Excerpts from location labeling data
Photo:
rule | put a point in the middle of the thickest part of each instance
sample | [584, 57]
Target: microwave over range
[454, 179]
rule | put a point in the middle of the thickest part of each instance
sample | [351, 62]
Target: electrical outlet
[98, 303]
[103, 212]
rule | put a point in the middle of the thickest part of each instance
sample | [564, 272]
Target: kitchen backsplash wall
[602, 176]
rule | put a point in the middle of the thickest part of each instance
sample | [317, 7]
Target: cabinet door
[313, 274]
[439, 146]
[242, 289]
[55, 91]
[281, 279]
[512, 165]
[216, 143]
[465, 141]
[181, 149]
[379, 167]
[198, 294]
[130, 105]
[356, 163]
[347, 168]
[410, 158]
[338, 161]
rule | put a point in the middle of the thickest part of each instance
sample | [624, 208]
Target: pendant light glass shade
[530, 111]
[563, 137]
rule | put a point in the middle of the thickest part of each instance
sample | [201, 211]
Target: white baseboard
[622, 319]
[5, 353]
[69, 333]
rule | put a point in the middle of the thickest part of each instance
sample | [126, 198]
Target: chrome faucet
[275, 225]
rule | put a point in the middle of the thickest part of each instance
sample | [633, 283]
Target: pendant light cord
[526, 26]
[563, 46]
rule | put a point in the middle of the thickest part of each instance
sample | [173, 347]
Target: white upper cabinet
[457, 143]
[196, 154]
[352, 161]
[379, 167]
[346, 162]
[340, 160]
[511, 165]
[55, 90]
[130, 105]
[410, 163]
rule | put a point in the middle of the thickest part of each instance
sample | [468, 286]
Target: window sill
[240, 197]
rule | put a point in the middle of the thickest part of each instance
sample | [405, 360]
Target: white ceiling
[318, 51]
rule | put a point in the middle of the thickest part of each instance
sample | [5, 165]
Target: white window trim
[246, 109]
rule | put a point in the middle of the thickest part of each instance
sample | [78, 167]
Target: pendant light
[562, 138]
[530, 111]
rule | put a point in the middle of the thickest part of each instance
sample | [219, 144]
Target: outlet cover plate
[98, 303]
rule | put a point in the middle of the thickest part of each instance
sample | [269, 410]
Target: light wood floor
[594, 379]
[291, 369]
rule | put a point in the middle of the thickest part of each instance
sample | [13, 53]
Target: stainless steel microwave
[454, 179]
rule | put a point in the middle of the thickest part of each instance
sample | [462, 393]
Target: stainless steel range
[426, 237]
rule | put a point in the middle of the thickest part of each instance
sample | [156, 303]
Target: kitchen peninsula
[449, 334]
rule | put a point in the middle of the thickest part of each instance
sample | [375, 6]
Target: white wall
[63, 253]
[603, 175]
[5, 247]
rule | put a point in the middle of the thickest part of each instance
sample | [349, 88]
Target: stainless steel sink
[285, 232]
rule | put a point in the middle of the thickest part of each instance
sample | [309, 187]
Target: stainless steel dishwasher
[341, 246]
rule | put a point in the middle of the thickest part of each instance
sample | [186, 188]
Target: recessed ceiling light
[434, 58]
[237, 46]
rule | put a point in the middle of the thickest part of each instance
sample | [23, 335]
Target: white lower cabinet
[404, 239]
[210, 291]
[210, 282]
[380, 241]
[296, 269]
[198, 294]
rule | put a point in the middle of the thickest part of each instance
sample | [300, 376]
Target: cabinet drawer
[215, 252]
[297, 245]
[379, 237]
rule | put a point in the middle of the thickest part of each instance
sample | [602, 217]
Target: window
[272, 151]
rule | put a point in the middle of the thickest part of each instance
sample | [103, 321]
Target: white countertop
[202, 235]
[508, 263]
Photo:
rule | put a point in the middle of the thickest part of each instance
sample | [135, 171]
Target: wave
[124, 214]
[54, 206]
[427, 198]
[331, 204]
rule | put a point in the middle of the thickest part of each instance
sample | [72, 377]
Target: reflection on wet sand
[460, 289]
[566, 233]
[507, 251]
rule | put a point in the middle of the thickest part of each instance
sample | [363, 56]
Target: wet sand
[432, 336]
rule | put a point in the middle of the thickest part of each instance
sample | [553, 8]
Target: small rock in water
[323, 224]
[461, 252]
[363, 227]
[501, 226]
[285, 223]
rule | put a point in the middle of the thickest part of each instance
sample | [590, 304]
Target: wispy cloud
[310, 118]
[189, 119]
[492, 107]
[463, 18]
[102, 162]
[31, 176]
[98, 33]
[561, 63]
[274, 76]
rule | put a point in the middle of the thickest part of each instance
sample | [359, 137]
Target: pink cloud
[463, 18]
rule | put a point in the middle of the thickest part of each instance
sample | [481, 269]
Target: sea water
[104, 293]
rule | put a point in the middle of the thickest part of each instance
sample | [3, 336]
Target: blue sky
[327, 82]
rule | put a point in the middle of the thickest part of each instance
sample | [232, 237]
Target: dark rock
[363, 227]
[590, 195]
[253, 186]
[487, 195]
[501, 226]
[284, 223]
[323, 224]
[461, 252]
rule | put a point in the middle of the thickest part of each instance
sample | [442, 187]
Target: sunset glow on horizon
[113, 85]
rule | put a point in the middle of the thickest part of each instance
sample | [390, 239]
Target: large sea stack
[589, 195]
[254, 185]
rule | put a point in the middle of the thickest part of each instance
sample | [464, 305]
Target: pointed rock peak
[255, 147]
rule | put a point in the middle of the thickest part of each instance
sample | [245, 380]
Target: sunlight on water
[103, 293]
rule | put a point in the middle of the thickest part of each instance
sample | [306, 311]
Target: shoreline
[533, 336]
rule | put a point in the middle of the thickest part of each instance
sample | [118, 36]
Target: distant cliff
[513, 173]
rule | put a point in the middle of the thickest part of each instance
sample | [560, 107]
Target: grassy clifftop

- Exercise aim:
Count the lines in the entries above that contain the string "range". Reply with the number alone.

- Response:
2